__DOCUMENT SEGMENT__:
────

On Sun, Dec 13, 2015 at 11:35:08PM +0100, Martin Steigerwald wrote:
> Hi!
> 
> For me it is still not production ready. Again I ran into:
> 
> btrfs kworker thread uses up 100% of a Sandybridge core for minutes on random 
> write into big file
> https://bugzilla.kernel.org/show_bug.cgi?id=90401
 
Sorry you're having issues. I haven't seen this before myself.
I couldn't find the kernel version you're using in your Email or the bug
you filed (quick scan).

That's kind of important :)

Marc
 
> No matter whether SLES 12 uses it as default for root, no matter whether 
> Fujitsu and Facebook use it: I will not let this onto any customer machine 
> without lots and lots of underprovisioning and rigorous free space 
> monitoring. 
> Actually I will renew my recommendations in my trainings to be careful with 
> BTRFS.
> 
> From my experience the monitoring would check for:
> 
> merkaba:~> btrfs fi show /home
> Label: 'home'  uuid: […]
>         Total devices 2 FS bytes used 156.31GiB
>         devid    1 size 170.00GiB used 164.13GiB path /dev/mapper/msata-home
>         devid    2 size 170.00GiB used 164.13GiB path /dev/mapper/sata-home
> 
> If "used" is same as "size" then make big fat alarm. It is not sufficient for 
> it to happen. It can run for quite some time just fine without any issues, 
> but 
> I never have seen a kworker thread using 100% of one core for extended period 
> of time blocking everything else on the fs without this condition being met.

────

__GIVEN DATA__:
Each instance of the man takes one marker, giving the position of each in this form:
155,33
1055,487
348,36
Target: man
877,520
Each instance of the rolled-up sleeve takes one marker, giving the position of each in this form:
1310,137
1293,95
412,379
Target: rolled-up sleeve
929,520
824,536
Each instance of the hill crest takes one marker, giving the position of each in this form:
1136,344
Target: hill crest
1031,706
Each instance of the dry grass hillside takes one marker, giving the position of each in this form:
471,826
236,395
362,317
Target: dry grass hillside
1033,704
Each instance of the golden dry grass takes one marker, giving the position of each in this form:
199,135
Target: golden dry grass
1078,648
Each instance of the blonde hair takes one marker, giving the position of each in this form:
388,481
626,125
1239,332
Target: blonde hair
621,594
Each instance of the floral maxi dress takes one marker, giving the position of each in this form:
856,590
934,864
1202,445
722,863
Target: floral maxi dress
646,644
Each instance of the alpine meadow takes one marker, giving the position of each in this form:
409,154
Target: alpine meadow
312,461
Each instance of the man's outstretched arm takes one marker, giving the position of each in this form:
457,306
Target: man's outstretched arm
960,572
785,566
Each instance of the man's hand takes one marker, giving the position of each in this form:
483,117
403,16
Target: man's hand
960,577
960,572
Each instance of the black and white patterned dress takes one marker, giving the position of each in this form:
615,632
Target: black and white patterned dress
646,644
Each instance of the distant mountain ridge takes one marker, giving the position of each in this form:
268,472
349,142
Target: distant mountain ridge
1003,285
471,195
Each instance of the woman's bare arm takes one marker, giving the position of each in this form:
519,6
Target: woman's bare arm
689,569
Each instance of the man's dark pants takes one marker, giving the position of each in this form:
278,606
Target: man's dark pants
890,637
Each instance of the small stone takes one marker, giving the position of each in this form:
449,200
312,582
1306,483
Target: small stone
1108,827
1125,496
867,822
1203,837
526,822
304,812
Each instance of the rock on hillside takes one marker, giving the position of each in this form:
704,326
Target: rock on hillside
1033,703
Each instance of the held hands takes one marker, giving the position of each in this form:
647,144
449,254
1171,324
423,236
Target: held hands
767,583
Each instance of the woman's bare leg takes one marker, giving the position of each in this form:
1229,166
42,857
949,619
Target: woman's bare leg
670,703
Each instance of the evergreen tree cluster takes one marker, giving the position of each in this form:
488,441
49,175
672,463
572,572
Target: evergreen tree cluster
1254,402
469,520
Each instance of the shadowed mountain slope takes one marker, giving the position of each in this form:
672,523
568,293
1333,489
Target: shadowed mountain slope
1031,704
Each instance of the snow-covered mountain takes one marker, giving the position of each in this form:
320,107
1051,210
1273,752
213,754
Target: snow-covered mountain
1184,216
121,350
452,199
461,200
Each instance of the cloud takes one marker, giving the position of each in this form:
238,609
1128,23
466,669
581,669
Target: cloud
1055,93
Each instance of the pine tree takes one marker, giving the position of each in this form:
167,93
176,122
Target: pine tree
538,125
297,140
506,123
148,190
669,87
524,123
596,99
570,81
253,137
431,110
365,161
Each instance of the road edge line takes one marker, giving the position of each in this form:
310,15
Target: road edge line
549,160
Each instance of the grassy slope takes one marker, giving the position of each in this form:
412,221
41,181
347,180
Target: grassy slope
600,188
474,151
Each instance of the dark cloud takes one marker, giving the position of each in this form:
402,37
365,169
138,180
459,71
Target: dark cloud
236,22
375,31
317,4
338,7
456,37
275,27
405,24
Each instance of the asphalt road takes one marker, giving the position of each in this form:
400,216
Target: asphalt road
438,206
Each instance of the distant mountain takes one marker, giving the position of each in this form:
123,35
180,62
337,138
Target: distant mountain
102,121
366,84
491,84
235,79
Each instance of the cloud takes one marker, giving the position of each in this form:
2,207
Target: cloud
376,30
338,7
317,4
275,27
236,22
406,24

────

__JOBS__:
#1 According to the btrfs message, what could Marc not find in the email or in the filed bug?
#2 From the btrfs message, give back the passage starting at "Sorry you're having" and ending at "of important :)".
The records stand apart from the btrfs message and are not part of it.

__ANSWERS TO THE TASKS__:
#1 The kernel version being used.

#2
Sorry you're having issues. I haven't seen this before myself.
I couldn't find the kernel version you're using in your Email or the bug
you filed (quick scan).

That's kind of important :)